Directions for this task:
Each entry has to be reproduced in full, exactly as given.
START Records for the task
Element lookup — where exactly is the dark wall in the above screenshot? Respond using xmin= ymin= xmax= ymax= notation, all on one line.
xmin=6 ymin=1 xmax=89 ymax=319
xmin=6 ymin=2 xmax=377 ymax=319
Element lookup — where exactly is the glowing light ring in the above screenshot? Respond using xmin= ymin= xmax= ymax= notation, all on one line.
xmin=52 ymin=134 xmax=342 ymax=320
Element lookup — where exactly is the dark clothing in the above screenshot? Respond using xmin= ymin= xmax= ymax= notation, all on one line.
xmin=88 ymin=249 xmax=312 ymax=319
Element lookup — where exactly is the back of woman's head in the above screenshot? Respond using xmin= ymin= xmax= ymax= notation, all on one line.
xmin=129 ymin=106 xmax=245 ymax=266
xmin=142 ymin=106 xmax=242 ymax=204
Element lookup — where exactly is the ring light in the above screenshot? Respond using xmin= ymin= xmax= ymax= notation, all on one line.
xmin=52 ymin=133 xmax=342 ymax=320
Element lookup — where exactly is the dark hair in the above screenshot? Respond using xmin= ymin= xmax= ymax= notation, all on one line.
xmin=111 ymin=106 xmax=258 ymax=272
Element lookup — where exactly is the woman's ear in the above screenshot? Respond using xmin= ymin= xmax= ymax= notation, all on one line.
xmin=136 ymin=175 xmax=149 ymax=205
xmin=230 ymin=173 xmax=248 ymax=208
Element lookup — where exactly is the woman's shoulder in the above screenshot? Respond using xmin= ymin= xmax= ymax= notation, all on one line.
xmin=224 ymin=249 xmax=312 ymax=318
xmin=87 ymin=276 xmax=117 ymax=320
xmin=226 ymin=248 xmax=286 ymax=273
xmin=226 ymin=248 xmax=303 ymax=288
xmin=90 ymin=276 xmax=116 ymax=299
END Records for the task
Exercise solution:
Element lookup — where exactly is the dark wall in the above screenshot? Respond using xmin= ymin= xmax= ymax= notation, all on one line.
xmin=6 ymin=1 xmax=89 ymax=319
xmin=6 ymin=2 xmax=377 ymax=319
Element lookup — where exactly is the glowing light ring in the above screenshot? Respond using xmin= ymin= xmax= ymax= notation, all on one line.
xmin=52 ymin=134 xmax=342 ymax=320
Element lookup — where exactly is the dark clothing in the above screenshot? Respond using xmin= ymin= xmax= ymax= notation, all on one line.
xmin=88 ymin=249 xmax=312 ymax=319
Element lookup — where exactly is the back of woman's head in the above screenshot? Respond using xmin= ymin= xmax= ymax= notation, all on one line.
xmin=129 ymin=106 xmax=245 ymax=266
xmin=142 ymin=106 xmax=242 ymax=204
Element lookup — where exactly is the ring light in the above screenshot? Respond using xmin= ymin= xmax= ymax= notation, all on one line.
xmin=52 ymin=133 xmax=342 ymax=320
Element lookup — where exactly is the dark hair in the above screenshot? Respond using xmin= ymin= xmax= ymax= notation, all on one line.
xmin=111 ymin=106 xmax=258 ymax=272
Element lookup — where exactly is the woman's ear in the above screenshot? Respond using xmin= ymin= xmax= ymax= notation, all on one line.
xmin=136 ymin=175 xmax=149 ymax=205
xmin=230 ymin=173 xmax=248 ymax=208
Element lookup — where exactly is the woman's shoulder in the above screenshot? Respond using xmin= ymin= xmax= ymax= notation, all on one line.
xmin=224 ymin=249 xmax=312 ymax=318
xmin=87 ymin=276 xmax=117 ymax=320
xmin=226 ymin=248 xmax=286 ymax=273
xmin=226 ymin=248 xmax=303 ymax=288
xmin=90 ymin=276 xmax=116 ymax=299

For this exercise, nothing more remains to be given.